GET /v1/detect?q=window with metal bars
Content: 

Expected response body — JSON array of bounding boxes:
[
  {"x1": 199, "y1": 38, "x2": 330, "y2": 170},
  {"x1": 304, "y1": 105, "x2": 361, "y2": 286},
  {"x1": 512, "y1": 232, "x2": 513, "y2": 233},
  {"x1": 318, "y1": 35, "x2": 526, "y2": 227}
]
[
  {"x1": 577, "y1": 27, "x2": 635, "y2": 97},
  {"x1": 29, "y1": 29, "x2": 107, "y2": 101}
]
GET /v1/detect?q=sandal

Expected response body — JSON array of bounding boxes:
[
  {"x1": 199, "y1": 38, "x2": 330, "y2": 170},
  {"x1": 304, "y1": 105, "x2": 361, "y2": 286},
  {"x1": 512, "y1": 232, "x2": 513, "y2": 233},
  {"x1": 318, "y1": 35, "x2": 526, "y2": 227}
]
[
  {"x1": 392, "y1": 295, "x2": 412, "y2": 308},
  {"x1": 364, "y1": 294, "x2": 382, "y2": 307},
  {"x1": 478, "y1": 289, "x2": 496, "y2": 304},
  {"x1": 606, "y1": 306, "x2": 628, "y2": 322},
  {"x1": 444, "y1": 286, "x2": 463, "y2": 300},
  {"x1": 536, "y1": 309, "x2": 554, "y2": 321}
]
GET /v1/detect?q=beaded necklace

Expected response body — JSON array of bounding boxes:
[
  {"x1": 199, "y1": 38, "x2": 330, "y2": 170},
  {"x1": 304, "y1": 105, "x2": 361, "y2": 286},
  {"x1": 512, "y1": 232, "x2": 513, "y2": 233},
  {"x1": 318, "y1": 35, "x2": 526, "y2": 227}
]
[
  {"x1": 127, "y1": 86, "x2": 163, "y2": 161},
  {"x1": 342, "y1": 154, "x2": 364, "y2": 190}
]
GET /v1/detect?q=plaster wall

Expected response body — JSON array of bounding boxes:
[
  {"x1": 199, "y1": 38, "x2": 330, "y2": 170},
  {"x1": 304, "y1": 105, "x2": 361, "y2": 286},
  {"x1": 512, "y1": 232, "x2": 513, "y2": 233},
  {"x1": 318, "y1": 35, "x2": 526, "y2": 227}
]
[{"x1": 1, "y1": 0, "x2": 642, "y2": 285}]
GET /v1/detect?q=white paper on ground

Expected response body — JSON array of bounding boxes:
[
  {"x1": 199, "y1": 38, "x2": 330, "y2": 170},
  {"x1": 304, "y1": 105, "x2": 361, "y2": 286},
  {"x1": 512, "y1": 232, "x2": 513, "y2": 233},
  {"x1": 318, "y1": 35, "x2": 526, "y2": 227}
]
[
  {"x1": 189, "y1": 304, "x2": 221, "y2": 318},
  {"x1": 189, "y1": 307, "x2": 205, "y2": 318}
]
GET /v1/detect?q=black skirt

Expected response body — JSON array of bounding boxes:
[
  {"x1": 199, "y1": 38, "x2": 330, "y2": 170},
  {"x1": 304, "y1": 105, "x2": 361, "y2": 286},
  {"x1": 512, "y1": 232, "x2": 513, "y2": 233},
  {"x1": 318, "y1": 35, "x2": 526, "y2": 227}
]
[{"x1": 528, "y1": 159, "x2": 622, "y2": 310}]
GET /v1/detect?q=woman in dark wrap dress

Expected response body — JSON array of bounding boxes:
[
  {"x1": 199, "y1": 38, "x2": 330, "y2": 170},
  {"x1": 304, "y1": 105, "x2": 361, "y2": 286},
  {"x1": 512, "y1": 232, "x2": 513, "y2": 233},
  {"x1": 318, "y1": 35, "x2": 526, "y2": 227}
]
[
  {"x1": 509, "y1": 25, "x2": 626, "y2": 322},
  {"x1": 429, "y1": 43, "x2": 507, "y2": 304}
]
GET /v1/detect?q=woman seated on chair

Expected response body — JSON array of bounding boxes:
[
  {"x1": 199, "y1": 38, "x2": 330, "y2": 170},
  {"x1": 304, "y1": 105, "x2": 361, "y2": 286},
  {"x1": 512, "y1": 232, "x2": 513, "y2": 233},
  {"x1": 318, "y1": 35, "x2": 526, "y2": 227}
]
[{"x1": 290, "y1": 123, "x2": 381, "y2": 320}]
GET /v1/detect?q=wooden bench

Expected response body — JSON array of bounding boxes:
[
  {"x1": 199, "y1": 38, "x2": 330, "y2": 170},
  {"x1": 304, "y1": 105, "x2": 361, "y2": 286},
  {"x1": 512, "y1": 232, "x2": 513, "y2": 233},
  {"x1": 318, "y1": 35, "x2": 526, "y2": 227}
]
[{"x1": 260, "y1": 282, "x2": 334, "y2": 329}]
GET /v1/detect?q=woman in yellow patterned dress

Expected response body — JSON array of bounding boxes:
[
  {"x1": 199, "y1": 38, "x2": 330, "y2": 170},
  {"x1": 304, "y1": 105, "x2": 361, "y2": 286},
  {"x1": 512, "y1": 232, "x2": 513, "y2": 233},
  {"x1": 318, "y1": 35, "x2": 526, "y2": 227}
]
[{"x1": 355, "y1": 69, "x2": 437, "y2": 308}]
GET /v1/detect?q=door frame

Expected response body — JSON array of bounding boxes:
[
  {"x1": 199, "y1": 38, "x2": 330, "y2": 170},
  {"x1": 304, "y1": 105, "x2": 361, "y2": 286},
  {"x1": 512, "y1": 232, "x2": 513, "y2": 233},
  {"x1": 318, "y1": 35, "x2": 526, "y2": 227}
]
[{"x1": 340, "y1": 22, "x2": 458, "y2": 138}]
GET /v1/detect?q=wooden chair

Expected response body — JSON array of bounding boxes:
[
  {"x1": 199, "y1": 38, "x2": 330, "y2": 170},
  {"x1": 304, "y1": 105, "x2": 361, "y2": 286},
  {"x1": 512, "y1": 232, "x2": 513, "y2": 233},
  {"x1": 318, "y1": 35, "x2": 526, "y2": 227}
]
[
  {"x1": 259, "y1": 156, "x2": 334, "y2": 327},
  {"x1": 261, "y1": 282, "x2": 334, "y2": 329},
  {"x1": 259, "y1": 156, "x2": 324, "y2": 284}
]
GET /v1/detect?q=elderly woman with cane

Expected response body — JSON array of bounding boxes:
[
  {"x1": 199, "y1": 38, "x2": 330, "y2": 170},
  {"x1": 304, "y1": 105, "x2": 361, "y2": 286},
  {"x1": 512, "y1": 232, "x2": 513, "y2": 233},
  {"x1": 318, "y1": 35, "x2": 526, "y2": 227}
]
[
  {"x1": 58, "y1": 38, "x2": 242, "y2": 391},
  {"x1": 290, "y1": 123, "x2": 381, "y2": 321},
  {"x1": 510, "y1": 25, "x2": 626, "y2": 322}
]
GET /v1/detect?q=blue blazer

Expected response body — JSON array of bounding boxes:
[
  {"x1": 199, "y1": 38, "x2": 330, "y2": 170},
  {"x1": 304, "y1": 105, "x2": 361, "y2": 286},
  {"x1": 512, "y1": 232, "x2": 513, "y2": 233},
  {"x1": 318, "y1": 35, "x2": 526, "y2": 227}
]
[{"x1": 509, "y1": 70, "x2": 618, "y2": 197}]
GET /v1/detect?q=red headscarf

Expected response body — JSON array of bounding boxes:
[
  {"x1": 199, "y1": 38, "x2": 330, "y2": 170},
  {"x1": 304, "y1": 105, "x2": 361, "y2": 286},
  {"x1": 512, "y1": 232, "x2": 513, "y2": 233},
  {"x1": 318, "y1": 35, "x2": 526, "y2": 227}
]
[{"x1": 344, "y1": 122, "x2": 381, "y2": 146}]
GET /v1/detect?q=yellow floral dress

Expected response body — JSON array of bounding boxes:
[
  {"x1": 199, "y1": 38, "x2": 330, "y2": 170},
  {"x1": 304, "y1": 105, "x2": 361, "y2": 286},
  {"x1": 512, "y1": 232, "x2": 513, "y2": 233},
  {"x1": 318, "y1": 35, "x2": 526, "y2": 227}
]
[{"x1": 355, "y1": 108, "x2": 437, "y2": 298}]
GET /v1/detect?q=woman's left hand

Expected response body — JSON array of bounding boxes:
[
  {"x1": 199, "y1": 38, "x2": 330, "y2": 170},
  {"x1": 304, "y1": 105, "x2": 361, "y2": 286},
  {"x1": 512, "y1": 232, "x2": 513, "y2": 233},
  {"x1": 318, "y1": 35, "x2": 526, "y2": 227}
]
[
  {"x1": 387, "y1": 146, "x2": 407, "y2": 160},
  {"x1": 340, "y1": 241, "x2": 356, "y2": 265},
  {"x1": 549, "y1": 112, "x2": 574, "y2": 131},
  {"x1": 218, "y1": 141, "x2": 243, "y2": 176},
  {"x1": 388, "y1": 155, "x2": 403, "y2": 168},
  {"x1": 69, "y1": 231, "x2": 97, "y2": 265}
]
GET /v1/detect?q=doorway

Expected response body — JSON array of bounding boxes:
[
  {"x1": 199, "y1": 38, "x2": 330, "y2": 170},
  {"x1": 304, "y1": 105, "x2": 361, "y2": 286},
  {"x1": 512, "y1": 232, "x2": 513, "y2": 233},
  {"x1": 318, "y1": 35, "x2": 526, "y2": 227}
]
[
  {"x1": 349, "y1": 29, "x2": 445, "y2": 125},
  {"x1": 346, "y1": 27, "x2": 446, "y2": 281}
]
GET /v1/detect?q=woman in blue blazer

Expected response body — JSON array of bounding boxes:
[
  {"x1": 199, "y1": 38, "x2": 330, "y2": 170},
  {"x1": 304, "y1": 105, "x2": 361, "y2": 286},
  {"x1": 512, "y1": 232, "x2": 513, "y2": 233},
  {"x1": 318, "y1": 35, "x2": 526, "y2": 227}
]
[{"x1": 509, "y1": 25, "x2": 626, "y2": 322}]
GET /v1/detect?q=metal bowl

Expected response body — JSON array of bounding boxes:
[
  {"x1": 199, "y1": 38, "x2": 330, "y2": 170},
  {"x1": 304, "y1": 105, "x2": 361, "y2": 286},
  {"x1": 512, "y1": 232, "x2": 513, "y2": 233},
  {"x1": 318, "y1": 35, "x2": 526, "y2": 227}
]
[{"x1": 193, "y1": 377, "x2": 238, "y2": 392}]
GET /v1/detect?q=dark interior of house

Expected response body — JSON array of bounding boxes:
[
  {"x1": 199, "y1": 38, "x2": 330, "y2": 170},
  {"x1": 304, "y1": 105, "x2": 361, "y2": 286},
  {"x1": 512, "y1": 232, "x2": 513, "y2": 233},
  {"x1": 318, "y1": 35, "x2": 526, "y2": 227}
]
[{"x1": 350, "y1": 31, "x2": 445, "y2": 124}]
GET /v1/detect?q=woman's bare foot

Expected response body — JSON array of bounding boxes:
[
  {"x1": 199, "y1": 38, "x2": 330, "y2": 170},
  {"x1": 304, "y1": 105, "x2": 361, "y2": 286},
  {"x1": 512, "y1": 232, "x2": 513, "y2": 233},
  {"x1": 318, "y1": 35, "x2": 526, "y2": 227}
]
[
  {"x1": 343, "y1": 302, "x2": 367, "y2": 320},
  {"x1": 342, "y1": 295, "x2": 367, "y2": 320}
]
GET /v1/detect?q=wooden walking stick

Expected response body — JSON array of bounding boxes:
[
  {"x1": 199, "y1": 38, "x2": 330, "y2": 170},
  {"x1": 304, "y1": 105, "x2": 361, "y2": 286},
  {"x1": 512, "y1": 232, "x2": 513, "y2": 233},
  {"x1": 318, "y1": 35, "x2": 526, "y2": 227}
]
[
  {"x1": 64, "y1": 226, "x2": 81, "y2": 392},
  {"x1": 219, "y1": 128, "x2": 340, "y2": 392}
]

.....

Exercise brief.
Transcribe the records above exactly, from the opening line down to and including the line with "GET /v1/detect?q=sandal".

Task answer.
GET /v1/detect?q=window with metal bars
Content: 

Expected response body — JSON array of bounding boxes:
[
  {"x1": 199, "y1": 38, "x2": 330, "y2": 170},
  {"x1": 304, "y1": 105, "x2": 361, "y2": 286},
  {"x1": 512, "y1": 232, "x2": 513, "y2": 233},
  {"x1": 318, "y1": 35, "x2": 526, "y2": 227}
]
[
  {"x1": 577, "y1": 27, "x2": 635, "y2": 97},
  {"x1": 29, "y1": 29, "x2": 107, "y2": 101}
]
GET /v1/detect?q=sandal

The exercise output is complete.